Task item —
Rewrite every line of the listing below with "positive clicks" replaced by "foreground clicks" and everything else unchanged, omitting the pictures.

------------------------------------------------

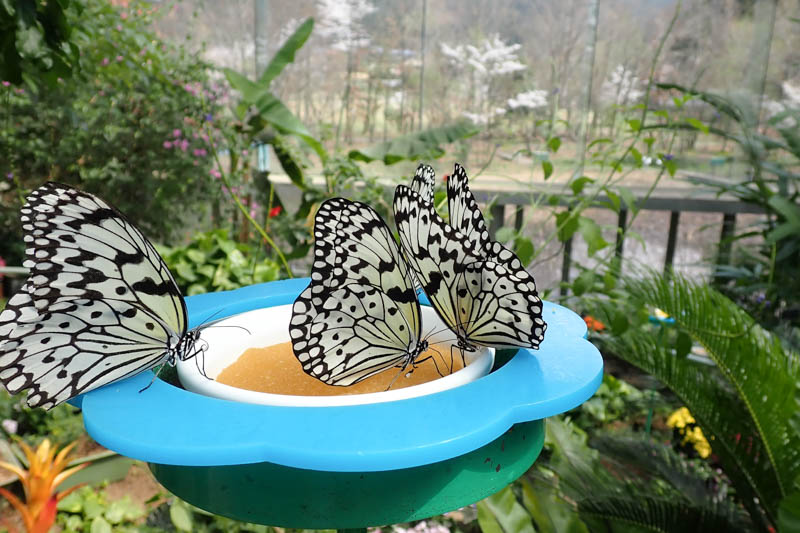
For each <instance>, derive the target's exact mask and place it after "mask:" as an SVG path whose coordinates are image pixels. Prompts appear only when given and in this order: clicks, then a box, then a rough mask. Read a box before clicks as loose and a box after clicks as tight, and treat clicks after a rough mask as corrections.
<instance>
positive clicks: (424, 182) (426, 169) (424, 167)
mask: <svg viewBox="0 0 800 533" xmlns="http://www.w3.org/2000/svg"><path fill="white" fill-rule="evenodd" d="M435 185H436V172H435V171H434V170H433V167H432V166H430V165H427V164H425V163H420V165H419V166H418V167H417V171H416V172H415V173H414V177H413V178H412V180H411V190H413V191H415V192H417V193H418V194H419V196H420V198H422V199H423V200H424V201H426V202H431V203H433V188H434V186H435Z"/></svg>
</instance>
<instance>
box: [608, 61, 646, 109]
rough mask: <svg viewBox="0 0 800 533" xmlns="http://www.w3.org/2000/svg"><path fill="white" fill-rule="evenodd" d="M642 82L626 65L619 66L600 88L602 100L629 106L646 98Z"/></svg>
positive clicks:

------------------------------------------------

Expected answer —
For each <instance>, derive the target's exact mask and place it after "mask:" as an SVG path whose coordinates are image pixels. Prompts appear only when given and in this order: clicks, then a box, then a rough mask. Read a box before clicks as loose and a box after clicks as tight, and treat clicks after a rough mask as corrections.
<instance>
foreground clicks: (424, 182) (426, 169) (424, 167)
mask: <svg viewBox="0 0 800 533" xmlns="http://www.w3.org/2000/svg"><path fill="white" fill-rule="evenodd" d="M435 185H436V172H435V171H434V170H433V167H432V166H430V165H427V164H425V163H420V165H419V166H418V167H417V171H416V172H415V173H414V177H413V178H412V180H411V190H413V191H415V192H417V193H418V194H419V196H420V198H422V199H423V200H424V201H426V202H431V203H433V188H434V186H435Z"/></svg>
</instance>
<instance>
box: [608, 61, 646, 109]
rough mask: <svg viewBox="0 0 800 533" xmlns="http://www.w3.org/2000/svg"><path fill="white" fill-rule="evenodd" d="M642 82L626 65L619 66L600 88L602 100L629 106L646 98Z"/></svg>
foreground clicks:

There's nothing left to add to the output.